Study text –
--- START ---

2. Judgment as to the conformity of a particular act to the general idea.
3. A feeling of obligation to do what the judgment affirms to be right.
4. The effort to perform the act.
5. The feeling of satisfaction accompanying and following the effort, or dissatisfaction if no effort is made.
With this analysis before us it is not difficult to see more fully the dependence of moral character upon environment and education. The problems of right action are incomparably higher than any problems of the physical universe. Their solution in each individual case requires the cooperation of all the activities of the self. How important, then, that everything entering into the life of the child should be tested by its effect upon his moral nature!
The reason for urging a clear understanding of the real nature of good manners now hardly needs an explanation. If the nobleness of spirit has been keeping pace with the nobleness of manners, the transition to good morals is already made. If otherwise, the child has simply been given the power to cover up his true nature and to deceive his fellows at his will.
The presentation and development of right motives in children is the most delicate problem in education. The exercise of authority or of force will not accomplish it. Nagging and scolding make little progress toward it. Rewards and prizes will not do much better. Advantage and profit unduly exalt self-interest. Words of appreciation and of praise may stimulate to right doing. Respect and affection for others may serve as a powerful restraint against evil. Some of these will have but a temporary effect in promoting right conduct, while all will lack the essence of the moral life the impulse to do right for right's sake alone, regardless of personal pleasure, personal profit, or of profit to others.

--- END ---

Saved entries
--- START ---

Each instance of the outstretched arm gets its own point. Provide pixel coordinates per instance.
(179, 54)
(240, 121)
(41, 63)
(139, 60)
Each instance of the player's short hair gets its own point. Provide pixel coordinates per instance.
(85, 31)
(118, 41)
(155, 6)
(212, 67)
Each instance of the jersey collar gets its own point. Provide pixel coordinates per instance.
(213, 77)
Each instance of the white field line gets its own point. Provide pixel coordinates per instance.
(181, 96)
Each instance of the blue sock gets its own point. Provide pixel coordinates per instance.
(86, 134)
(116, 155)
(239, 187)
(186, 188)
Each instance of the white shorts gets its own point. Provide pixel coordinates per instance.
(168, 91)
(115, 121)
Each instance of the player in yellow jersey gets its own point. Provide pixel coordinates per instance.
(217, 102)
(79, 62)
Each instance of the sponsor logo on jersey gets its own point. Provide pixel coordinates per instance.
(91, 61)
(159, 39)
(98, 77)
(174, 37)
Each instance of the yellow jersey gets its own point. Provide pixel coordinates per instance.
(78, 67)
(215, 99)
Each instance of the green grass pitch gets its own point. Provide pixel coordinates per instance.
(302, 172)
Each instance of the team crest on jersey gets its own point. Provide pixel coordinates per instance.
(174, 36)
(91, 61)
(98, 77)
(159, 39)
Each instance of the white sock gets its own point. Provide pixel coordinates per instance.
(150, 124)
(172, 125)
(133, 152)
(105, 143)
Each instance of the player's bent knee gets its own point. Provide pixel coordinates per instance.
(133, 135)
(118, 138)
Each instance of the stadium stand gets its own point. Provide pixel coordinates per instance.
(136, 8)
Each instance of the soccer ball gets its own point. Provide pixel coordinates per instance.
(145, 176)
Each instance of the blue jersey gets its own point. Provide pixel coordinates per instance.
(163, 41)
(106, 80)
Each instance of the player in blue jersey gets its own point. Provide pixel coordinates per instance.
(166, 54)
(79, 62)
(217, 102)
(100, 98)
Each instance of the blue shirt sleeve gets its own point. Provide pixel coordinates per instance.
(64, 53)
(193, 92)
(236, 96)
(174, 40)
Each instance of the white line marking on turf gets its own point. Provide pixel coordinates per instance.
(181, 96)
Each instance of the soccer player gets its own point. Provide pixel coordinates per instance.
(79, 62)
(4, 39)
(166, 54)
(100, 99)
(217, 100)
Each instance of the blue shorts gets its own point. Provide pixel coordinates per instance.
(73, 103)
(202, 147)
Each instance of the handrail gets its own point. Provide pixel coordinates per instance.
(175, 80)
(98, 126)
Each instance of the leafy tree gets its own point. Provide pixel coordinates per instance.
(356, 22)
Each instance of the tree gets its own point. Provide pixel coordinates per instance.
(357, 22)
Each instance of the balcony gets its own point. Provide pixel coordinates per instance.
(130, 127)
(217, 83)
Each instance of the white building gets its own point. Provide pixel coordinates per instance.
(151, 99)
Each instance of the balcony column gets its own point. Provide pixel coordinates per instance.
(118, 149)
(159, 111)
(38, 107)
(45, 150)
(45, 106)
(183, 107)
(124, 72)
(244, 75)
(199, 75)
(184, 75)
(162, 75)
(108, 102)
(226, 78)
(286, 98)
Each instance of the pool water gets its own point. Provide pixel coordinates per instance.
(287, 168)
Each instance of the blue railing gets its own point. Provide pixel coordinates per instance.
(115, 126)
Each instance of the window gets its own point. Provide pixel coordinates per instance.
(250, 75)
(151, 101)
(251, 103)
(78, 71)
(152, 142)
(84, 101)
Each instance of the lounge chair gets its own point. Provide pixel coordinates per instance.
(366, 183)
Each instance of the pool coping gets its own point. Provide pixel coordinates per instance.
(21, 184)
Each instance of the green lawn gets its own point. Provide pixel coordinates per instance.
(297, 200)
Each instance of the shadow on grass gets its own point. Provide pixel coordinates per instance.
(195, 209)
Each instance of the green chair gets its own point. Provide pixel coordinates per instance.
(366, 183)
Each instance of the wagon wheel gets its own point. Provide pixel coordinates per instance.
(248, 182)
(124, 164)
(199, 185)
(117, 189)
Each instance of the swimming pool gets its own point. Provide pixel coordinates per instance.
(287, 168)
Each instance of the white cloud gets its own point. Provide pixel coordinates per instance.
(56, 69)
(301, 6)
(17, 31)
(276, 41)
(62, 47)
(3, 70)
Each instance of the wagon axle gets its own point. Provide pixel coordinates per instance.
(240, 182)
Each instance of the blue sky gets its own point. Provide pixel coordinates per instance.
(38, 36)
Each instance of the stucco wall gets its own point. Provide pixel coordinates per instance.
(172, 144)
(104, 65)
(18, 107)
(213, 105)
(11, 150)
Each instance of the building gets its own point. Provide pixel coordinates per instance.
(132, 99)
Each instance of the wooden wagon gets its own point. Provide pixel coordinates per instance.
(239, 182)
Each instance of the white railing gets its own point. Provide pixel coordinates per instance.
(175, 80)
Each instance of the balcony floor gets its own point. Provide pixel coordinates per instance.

--- END ---

Activity –
In the passage on moral education, condense the paragraph beginning "The presentation and development of right motives" into a bulleted list that keeps its main facts. The saved entries have no connection to the passage on moral education.

Written answer –
- Presenting and developing right motives in children is the most delicate problem in education.
- Authority or force will not accomplish it.
- Nagging and scolding make little progress.
- Rewards and prizes do not do much better.
- Advantage and profit unduly exalt self-interest.
- Appreciation and praise may stimulate right doing.
- Respect and affection for others may powerfully restrain evil.
- Some of these have only a temporary effect, and all lack the essence of the moral life: the impulse to do right for right's sake alone, regardless of personal pleasure, personal profit, or profit to others.